(TEXT SHOWN)
----------
Objective: To examine the tobacco industry's public and private responses to rising concern over the health effects of environmental tobacco smoke (ETS).
Data sources: Documents from Brown and Williamson Tobacco Corporation (B&W), the British American Tobacco Company (BAT), and other tobacco interests provided by an anonymous source, obtained from Congress, and received from the private papers of a former BAT officer.
Study selection: All available materials, including confidential reports regarding research and internal memoranda exchanged between tobacco industry lawyers.
Conclusions: Privately, B&W and BAT began conducting research related to ETS in the mid 1970s. BAT researchers appear to have determined that sidestream smoke produces irritation, that it contains toxic substances including N-nitrosamines, and that it is "biologically active" (eg, carcinogenic) in laboratory tests. During the 1980s, the primary purpose of BAT's research related to ETS was to develop a new cigarette that emitted less irritating and less biologically active sidestream smoke. Publicly, the tobacco industry has denied that exposure to ETS has been proven dangerous to health. It has criticized the methodology of published research on ETS, even when some of its own consultants have privately acknowledged that the research was valid. In addition, the industry has funded scientific research with the stated purpose of anticipating and refuting the evidence against ETS. The tobacco industry's strategy regarding passive smoking has been remarkably similar to its strategy regarding active smoking. It has privately conducted internal research, at least some of which has supported the conclusion that passive smoking is dangerous to health, while it has publicly denied that the hazards have been proven.
----------
(DATASET)

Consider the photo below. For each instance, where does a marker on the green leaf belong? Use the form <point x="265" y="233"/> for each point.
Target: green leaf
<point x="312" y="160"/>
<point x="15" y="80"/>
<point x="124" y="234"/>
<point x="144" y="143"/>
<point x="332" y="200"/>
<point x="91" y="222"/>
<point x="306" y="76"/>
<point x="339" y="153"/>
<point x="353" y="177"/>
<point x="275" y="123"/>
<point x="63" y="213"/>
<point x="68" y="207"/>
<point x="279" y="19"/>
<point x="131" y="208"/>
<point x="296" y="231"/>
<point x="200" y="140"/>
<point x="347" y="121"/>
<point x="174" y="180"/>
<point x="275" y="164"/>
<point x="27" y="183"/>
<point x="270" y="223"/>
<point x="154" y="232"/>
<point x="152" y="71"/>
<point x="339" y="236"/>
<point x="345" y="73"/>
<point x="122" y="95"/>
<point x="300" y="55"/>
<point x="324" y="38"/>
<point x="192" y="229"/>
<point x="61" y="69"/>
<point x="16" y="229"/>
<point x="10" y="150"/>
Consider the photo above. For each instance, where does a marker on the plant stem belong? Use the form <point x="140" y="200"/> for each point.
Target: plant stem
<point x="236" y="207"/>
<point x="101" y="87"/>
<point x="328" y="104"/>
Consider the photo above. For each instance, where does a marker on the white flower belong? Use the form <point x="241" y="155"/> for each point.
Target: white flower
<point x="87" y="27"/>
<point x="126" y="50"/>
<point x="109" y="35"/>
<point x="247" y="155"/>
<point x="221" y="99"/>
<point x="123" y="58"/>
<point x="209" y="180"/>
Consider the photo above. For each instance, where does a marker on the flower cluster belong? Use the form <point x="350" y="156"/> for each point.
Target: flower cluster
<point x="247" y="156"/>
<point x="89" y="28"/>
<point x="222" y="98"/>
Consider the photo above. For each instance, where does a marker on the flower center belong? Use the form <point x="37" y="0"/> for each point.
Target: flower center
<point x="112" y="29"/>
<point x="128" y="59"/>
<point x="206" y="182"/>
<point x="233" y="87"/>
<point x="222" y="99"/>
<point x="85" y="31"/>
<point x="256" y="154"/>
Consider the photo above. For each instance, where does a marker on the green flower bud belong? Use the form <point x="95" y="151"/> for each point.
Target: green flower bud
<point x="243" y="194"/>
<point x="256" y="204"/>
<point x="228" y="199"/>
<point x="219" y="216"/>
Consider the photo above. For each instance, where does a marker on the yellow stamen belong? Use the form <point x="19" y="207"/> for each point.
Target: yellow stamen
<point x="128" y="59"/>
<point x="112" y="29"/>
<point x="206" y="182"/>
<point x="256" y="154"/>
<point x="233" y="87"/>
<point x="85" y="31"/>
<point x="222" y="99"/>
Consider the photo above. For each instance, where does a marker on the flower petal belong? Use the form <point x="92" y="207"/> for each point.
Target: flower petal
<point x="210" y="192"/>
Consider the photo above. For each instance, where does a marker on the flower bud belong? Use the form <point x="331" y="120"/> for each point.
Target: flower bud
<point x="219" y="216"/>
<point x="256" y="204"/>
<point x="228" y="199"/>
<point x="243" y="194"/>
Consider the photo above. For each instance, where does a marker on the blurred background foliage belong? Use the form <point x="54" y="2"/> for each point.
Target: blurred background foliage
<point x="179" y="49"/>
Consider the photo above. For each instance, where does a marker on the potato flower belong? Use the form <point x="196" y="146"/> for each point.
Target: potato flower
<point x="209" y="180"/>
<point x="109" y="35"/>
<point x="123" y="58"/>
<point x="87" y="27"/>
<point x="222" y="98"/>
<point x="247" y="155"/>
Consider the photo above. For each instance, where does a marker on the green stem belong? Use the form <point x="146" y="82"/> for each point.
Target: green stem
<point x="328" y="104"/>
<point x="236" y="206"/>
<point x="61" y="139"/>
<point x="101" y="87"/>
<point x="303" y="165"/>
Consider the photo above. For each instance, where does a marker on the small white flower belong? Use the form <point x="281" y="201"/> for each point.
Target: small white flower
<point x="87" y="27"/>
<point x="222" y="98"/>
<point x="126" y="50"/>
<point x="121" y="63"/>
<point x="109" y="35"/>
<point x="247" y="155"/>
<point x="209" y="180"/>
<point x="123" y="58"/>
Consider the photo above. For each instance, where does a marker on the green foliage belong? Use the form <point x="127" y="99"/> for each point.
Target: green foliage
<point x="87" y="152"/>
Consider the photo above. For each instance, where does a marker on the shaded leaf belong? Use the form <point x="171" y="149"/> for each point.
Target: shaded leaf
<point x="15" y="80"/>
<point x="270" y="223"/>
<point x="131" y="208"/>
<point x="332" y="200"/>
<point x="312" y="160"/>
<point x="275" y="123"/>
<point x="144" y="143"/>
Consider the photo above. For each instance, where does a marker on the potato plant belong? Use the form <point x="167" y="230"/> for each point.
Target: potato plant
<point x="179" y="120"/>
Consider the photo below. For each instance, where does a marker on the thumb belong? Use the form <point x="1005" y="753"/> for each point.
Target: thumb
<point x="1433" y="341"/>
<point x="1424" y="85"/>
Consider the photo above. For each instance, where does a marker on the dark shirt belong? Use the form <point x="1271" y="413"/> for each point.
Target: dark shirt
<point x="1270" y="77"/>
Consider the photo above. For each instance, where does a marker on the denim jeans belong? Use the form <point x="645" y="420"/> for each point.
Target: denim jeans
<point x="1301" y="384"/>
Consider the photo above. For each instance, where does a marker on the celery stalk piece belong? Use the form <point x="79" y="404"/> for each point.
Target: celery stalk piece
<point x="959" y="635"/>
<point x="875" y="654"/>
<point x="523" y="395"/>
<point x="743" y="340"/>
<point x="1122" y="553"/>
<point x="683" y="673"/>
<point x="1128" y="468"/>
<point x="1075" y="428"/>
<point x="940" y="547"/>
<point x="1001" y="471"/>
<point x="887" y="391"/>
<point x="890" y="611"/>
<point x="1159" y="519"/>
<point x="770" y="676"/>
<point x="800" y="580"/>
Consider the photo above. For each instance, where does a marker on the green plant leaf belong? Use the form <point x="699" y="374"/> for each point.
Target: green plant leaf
----------
(DIRECTIONS) Copy out the whole abstract above on the tobacco industry's responses to environmental tobacco smoke, word for word.

(OUTPUT FOR THIS EXERCISE)
Objective: To examine the tobacco industry's public and private responses to rising concern over the health effects of environmental tobacco smoke (ETS).
Data sources: Documents from Brown and Williamson Tobacco Corporation (B&W), the British American Tobacco Company (BAT), and other tobacco interests provided by an anonymous source, obtained from Congress, and received from the private papers of a former BAT officer.
Study selection: All available materials, including confidential reports regarding research and internal memoranda exchanged between tobacco industry lawyers.
Conclusions: Privately, B&W and BAT began conducting research related to ETS in the mid 1970s. BAT researchers appear to have determined that sidestream smoke produces irritation, that it contains toxic substances including N-nitrosamines, and that it is "biologically active" (eg, carcinogenic) in laboratory tests. During the 1980s, the primary purpose of BAT's research related to ETS was to develop a new cigarette that emitted less irritating and less biologically active sidestream smoke. Publicly, the tobacco industry has denied that exposure to ETS has been proven dangerous to health. It has criticized the methodology of published research on ETS, even when some of its own consultants have privately acknowledged that the research was valid. In addition, the industry has funded scientific research with the stated purpose of anticipating and refuting the evidence against ETS. The tobacco industry's strategy regarding passive smoking has been remarkably similar to its strategy regarding active smoking. It has privately conducted internal research, at least some of which has supported the conclusion that passive smoking is dangerous to health, while it has publicly denied that the hazards have been proven.